▸ What is required
Give again only what runs from the line with "Assuming the car roof" to the final line of the entries below, exactly as written and without pictures.
(begin)
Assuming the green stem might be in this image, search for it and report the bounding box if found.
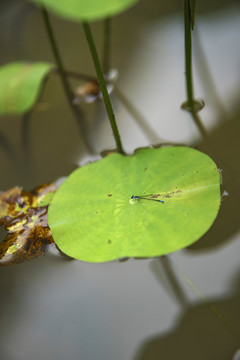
[41,5,94,153]
[83,22,124,154]
[102,18,111,75]
[184,0,207,137]
[41,5,74,104]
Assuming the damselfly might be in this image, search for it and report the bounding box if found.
[131,194,164,204]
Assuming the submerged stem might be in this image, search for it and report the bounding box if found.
[102,18,111,75]
[83,22,124,154]
[184,0,207,137]
[41,5,94,153]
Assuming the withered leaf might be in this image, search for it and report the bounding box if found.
[0,184,57,266]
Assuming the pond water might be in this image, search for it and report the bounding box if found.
[0,0,240,360]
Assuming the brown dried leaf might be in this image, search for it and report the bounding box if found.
[0,184,56,266]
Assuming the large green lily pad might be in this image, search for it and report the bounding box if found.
[31,0,138,21]
[0,62,53,115]
[49,147,221,262]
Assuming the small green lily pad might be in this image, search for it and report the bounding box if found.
[0,62,53,115]
[31,0,138,21]
[48,147,221,262]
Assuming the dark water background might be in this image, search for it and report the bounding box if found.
[0,0,240,360]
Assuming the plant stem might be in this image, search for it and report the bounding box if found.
[114,86,161,144]
[41,5,94,153]
[83,22,124,154]
[184,0,207,137]
[102,18,111,75]
[41,5,74,104]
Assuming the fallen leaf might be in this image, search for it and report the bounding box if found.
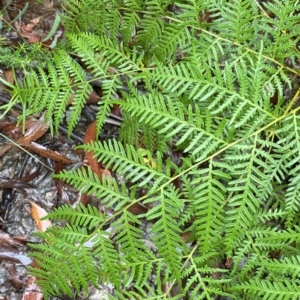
[29,201,52,232]
[16,113,49,146]
[26,142,72,165]
[20,23,41,44]
[22,276,43,300]
[83,121,111,180]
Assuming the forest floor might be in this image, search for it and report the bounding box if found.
[0,0,118,300]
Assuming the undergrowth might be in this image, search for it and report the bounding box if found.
[1,0,300,300]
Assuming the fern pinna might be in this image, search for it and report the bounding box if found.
[1,0,300,300]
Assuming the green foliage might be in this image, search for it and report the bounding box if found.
[1,0,300,300]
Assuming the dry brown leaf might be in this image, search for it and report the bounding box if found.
[26,142,72,165]
[20,23,41,44]
[29,201,52,232]
[83,121,111,180]
[22,276,43,300]
[16,113,49,146]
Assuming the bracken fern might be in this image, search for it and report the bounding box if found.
[1,0,300,300]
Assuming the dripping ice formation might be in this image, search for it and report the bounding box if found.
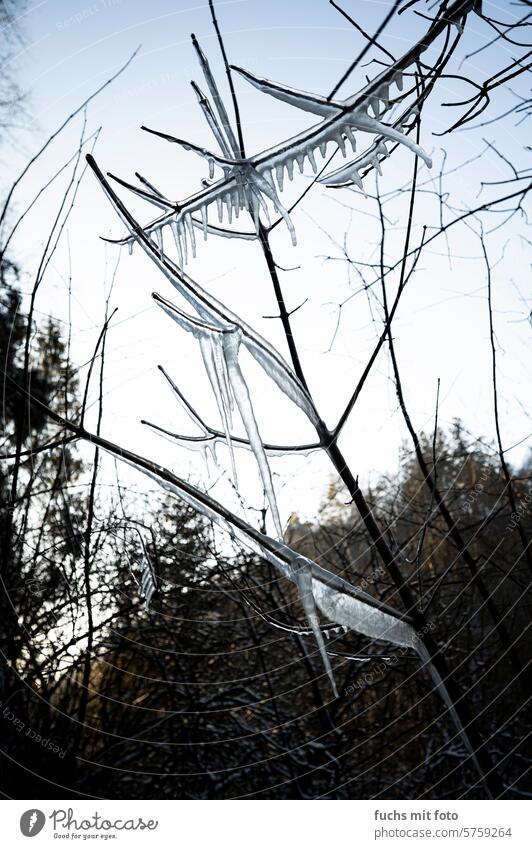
[102,9,451,267]
[87,4,478,745]
[153,294,283,538]
[103,445,428,703]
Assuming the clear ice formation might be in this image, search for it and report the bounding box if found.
[109,29,431,267]
[154,295,283,538]
[104,440,424,704]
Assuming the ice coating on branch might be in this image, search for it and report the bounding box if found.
[223,331,283,539]
[312,580,419,651]
[295,565,338,698]
[103,438,420,686]
[140,552,157,609]
[154,295,283,538]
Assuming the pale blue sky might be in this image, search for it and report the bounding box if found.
[1,0,532,518]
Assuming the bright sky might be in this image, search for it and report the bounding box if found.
[1,0,532,532]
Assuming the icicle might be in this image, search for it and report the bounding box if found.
[377,83,390,109]
[140,539,157,610]
[155,227,164,259]
[179,220,188,265]
[199,335,237,486]
[275,162,284,192]
[233,66,338,118]
[200,204,208,242]
[222,330,283,539]
[250,171,297,245]
[174,220,183,268]
[344,124,357,153]
[286,157,294,180]
[295,564,338,698]
[251,197,260,232]
[231,189,240,218]
[185,215,196,258]
[334,132,346,159]
[312,578,420,651]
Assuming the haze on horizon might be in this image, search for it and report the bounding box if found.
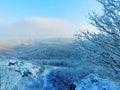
[0,0,101,41]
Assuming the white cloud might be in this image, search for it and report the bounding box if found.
[0,17,74,39]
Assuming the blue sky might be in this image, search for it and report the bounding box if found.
[0,0,101,40]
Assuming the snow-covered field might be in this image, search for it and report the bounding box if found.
[0,60,119,90]
[0,39,120,90]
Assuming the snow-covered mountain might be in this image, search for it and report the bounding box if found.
[0,39,120,90]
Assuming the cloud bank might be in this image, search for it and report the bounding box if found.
[0,17,74,40]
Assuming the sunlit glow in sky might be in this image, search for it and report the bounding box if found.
[0,0,101,40]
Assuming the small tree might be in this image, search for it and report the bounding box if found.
[77,0,120,73]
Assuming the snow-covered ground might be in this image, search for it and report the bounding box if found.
[0,59,120,90]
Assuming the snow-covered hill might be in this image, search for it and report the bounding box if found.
[0,59,120,90]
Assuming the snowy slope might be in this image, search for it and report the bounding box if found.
[0,60,120,90]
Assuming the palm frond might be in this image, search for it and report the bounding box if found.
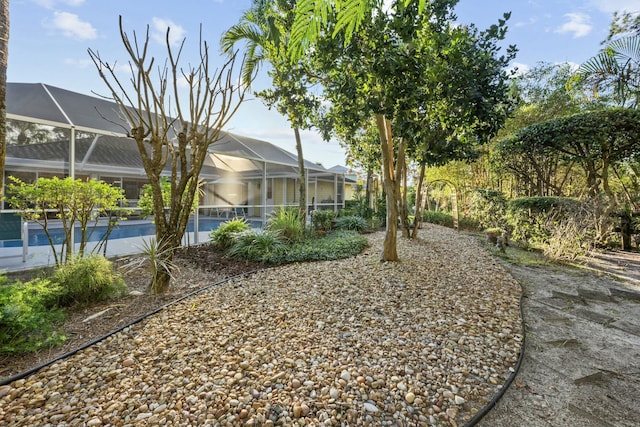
[289,0,332,60]
[333,0,371,43]
[608,35,640,65]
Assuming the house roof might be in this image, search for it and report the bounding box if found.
[6,83,129,136]
[6,83,335,179]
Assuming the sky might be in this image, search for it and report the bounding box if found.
[7,0,640,168]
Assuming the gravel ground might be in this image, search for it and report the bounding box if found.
[0,226,522,426]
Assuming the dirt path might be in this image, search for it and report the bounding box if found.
[478,253,640,427]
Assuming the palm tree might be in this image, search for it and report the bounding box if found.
[577,34,640,108]
[221,0,318,225]
[0,0,9,197]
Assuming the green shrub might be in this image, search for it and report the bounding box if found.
[210,218,251,249]
[270,230,368,264]
[336,215,369,233]
[311,209,336,231]
[227,231,367,264]
[422,211,453,228]
[227,230,284,262]
[422,211,478,230]
[265,207,305,242]
[51,255,127,305]
[506,197,580,245]
[465,189,507,229]
[0,278,65,353]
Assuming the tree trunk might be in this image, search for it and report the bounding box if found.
[376,114,398,261]
[364,168,373,208]
[0,0,9,199]
[411,163,427,239]
[293,127,307,227]
[396,147,411,239]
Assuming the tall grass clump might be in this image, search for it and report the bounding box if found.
[265,207,305,242]
[336,215,369,233]
[0,276,65,353]
[210,218,251,249]
[51,255,127,305]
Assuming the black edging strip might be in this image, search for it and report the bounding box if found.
[463,283,526,427]
[0,269,267,386]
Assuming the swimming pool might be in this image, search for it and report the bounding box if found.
[0,217,262,248]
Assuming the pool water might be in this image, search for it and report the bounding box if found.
[0,218,261,248]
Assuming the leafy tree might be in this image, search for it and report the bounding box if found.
[221,0,320,225]
[138,176,198,218]
[489,63,585,196]
[512,108,640,201]
[7,177,125,265]
[314,1,514,261]
[89,17,246,292]
[0,0,9,197]
[291,0,427,59]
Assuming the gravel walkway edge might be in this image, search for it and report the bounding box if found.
[0,226,523,427]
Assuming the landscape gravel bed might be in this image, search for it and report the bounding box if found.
[0,226,522,426]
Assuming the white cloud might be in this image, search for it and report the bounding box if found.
[507,62,531,77]
[152,17,187,46]
[64,58,93,68]
[48,12,98,40]
[556,12,593,39]
[590,0,640,13]
[35,0,85,9]
[514,16,538,28]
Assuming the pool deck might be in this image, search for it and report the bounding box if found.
[0,231,209,272]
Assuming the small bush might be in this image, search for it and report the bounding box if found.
[51,255,127,305]
[227,231,367,265]
[465,189,507,229]
[311,209,336,232]
[227,230,284,262]
[336,215,369,233]
[210,218,251,249]
[422,211,478,230]
[506,197,579,245]
[271,230,368,264]
[265,207,305,242]
[422,211,453,228]
[0,279,65,353]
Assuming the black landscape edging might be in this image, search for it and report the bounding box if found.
[0,269,264,386]
[462,283,526,427]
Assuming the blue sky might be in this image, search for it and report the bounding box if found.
[8,0,640,167]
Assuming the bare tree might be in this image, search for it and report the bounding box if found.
[89,17,246,292]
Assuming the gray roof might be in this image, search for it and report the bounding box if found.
[6,83,130,136]
[7,83,335,175]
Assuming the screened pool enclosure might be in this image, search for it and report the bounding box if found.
[2,83,345,234]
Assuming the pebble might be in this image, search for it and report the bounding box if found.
[0,229,522,427]
[363,402,379,412]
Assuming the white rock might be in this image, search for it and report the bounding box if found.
[364,402,379,412]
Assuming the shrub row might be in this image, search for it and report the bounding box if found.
[0,255,127,353]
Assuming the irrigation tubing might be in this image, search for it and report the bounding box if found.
[0,269,264,386]
[0,264,526,427]
[463,285,526,427]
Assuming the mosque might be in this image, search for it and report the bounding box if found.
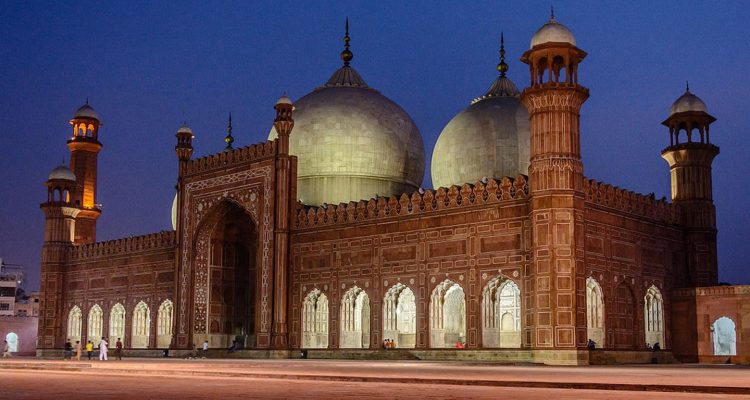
[37,17,750,364]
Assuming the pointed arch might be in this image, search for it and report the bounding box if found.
[383,282,417,348]
[586,276,605,348]
[608,282,636,349]
[482,276,521,348]
[68,306,83,343]
[156,299,174,348]
[643,286,666,349]
[302,289,328,349]
[5,332,18,353]
[711,317,737,356]
[430,279,466,348]
[109,303,125,341]
[193,198,261,348]
[86,304,104,346]
[130,301,151,349]
[339,286,370,349]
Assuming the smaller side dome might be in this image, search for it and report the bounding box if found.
[529,15,576,49]
[73,101,99,121]
[47,165,76,182]
[276,95,292,104]
[669,88,708,115]
[177,124,193,135]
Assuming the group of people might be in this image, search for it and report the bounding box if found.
[63,337,123,361]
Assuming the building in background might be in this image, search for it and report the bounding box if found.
[0,259,39,355]
[37,18,750,364]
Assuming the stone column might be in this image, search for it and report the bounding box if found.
[521,38,589,350]
[271,96,296,349]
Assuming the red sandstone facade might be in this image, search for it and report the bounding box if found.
[39,25,750,363]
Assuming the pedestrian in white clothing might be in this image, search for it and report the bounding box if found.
[99,338,107,361]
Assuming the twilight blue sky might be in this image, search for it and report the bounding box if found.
[0,1,750,289]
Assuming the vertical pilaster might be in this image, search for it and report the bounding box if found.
[521,28,589,350]
[271,96,296,349]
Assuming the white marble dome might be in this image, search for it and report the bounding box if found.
[177,124,193,135]
[529,17,576,48]
[47,165,76,182]
[431,76,530,188]
[669,89,708,115]
[269,65,424,205]
[73,102,99,121]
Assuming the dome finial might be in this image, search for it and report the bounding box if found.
[497,32,508,78]
[341,17,354,67]
[224,112,234,150]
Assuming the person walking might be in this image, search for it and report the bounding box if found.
[86,340,94,361]
[115,338,122,360]
[75,340,81,361]
[63,339,73,360]
[99,338,108,361]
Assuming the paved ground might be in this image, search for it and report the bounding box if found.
[0,359,750,400]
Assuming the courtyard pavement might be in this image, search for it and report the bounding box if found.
[0,358,750,399]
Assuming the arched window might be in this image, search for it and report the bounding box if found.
[643,286,665,348]
[156,300,174,348]
[88,304,104,346]
[131,301,151,349]
[482,277,521,348]
[586,277,604,347]
[383,282,417,348]
[109,303,125,343]
[339,286,370,349]
[67,306,83,344]
[430,279,466,348]
[5,332,18,353]
[711,317,737,356]
[302,289,328,349]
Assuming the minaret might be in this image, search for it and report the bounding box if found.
[37,162,81,352]
[68,100,102,244]
[661,87,719,287]
[271,95,297,349]
[521,15,589,350]
[224,113,234,151]
[174,124,195,176]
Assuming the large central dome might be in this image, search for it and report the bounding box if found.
[269,25,424,205]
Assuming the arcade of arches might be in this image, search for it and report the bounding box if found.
[294,277,668,348]
[66,299,174,349]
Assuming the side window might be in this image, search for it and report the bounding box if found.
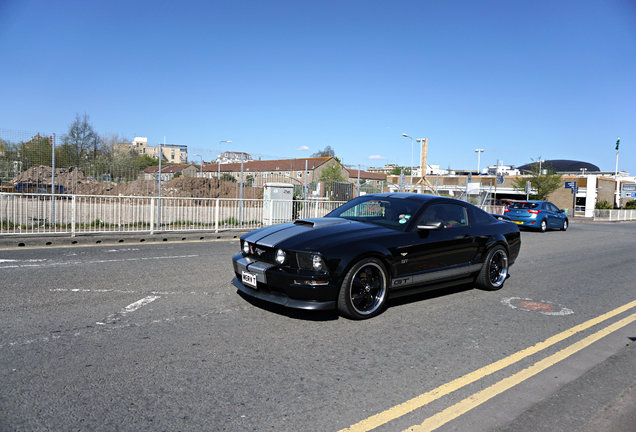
[417,204,468,228]
[470,207,496,225]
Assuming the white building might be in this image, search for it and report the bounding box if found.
[215,152,253,164]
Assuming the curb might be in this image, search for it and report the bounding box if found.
[0,231,248,248]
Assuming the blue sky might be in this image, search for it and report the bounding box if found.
[0,0,636,175]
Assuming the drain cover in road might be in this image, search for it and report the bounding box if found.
[501,297,574,316]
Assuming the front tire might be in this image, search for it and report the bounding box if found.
[475,245,508,291]
[338,258,389,319]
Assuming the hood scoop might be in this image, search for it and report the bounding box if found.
[294,218,349,228]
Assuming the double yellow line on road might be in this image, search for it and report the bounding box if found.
[339,300,636,432]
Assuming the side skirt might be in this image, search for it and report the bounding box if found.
[389,276,475,299]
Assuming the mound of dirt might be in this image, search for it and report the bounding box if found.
[12,166,263,199]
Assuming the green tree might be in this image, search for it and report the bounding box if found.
[512,162,563,201]
[221,173,236,183]
[319,163,346,195]
[311,146,336,157]
[133,155,159,171]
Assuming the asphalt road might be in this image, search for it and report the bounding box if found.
[0,223,636,431]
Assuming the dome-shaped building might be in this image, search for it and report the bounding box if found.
[517,159,600,173]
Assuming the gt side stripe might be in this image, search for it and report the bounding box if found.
[339,300,636,432]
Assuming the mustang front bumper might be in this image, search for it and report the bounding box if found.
[232,254,338,310]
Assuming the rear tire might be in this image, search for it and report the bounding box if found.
[475,245,508,291]
[338,258,389,320]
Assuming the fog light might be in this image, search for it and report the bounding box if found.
[276,249,285,265]
[311,255,325,271]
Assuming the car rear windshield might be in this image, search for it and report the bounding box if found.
[508,203,539,209]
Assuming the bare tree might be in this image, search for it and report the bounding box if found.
[60,114,102,166]
[311,146,336,157]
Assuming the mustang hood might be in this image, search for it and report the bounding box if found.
[243,218,395,251]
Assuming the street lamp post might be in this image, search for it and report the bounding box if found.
[216,140,232,181]
[475,149,484,175]
[402,133,413,186]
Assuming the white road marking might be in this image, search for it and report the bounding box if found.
[0,255,199,269]
[49,288,214,296]
[501,297,574,316]
[0,305,252,349]
[95,296,161,325]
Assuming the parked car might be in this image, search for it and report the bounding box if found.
[504,201,569,232]
[233,193,521,319]
[486,199,514,207]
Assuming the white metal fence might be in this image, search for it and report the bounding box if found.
[6,193,636,236]
[594,209,636,222]
[0,193,343,236]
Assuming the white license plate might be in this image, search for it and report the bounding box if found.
[241,271,256,288]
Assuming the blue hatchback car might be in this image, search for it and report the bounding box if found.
[504,201,569,232]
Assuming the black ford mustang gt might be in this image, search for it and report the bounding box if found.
[233,193,521,319]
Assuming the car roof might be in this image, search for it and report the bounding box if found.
[363,192,466,204]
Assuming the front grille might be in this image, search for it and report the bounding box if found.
[296,253,314,270]
[246,243,276,264]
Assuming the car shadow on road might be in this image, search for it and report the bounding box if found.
[236,284,476,322]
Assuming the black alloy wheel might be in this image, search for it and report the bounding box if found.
[338,258,389,319]
[475,245,508,291]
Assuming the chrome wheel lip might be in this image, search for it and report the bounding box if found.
[488,249,508,288]
[349,262,387,315]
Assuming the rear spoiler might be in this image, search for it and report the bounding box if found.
[490,213,512,222]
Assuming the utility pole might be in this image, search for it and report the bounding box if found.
[614,137,621,177]
[49,134,55,229]
[157,137,166,230]
[239,152,244,225]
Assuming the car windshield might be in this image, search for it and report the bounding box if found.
[509,202,539,209]
[327,197,420,231]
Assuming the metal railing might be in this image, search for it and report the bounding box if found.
[0,193,343,236]
[594,209,636,222]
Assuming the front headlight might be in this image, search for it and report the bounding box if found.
[311,255,325,271]
[275,249,286,265]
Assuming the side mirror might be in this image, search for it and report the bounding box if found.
[417,222,444,231]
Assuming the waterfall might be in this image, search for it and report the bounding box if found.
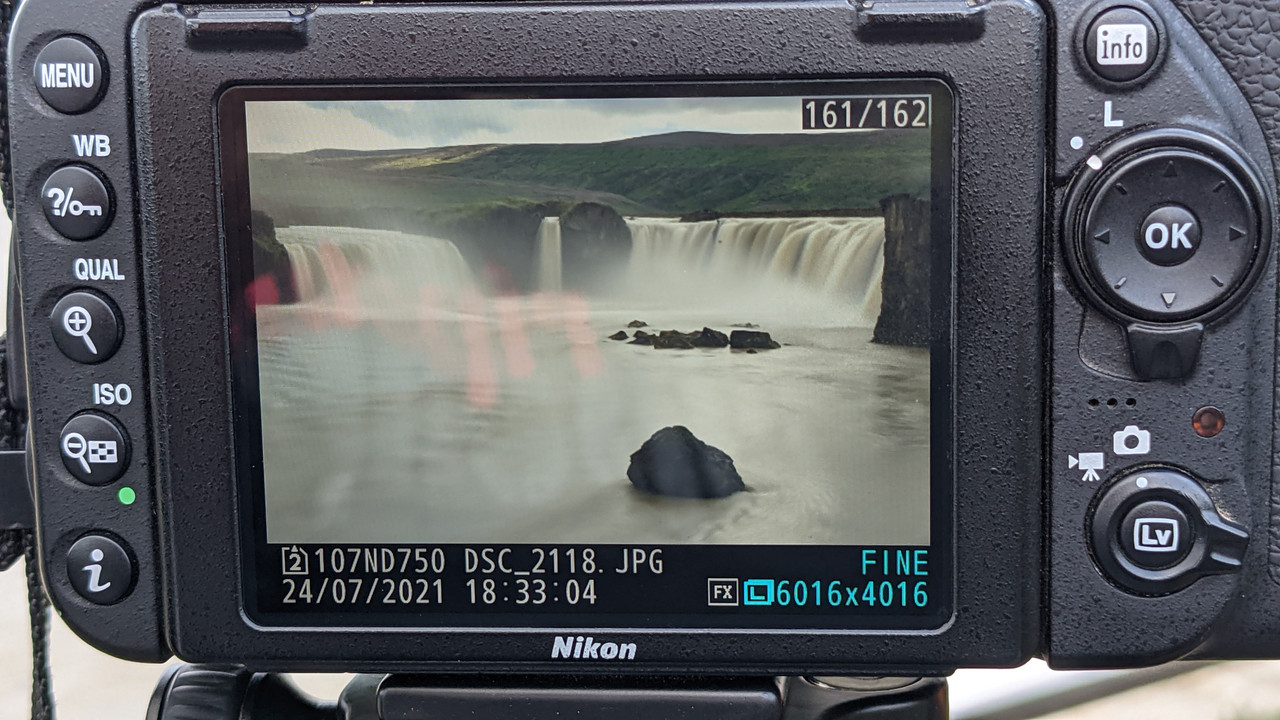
[538,218,562,292]
[276,225,474,315]
[627,218,884,322]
(end)
▸ Right answer
Assuming the car roof might be in this image, search for it and report the bounding box if found.
[363,192,466,204]
Assuming the front grille might be in this image, search for it and report the bounding box if found.
[296,253,314,270]
[246,243,276,264]
Assuming the car shadow on road might be in this image, search for it and report the bounding box if found.
[236,284,476,322]
Assuming the black alloy wheel might be in this image, search for it and report the bounding box if found.
[338,258,389,319]
[475,245,508,291]
Assuming the chrome wheel lip might be in this image, search for it and report the bounding box if found.
[488,249,508,288]
[349,262,387,315]
Assuming the rear spoiler might be in this image, search for it and report the bounding box if found.
[490,213,512,222]
Assuming the utility pole might be in this image, search for it and report the bounding box if found.
[614,137,621,177]
[49,134,55,229]
[157,137,166,230]
[239,152,244,225]
Assuming the car windshield might be in this image, search for it and report the bounding box if found.
[509,202,539,209]
[327,197,420,231]
Assuming the metal railing might be in this image, search for it and report the bounding box if found.
[0,193,343,236]
[594,209,636,222]
Assuming the front headlight might be in this image, search for it and report the bounding box if found.
[311,255,325,271]
[275,249,286,265]
Assuming the side mirror might be in this image, search for it and report the bounding box if found.
[417,222,444,231]
Assuming the waterfall might be in this image, search for it and report the bounding box if found.
[538,218,562,292]
[276,225,474,315]
[627,218,884,322]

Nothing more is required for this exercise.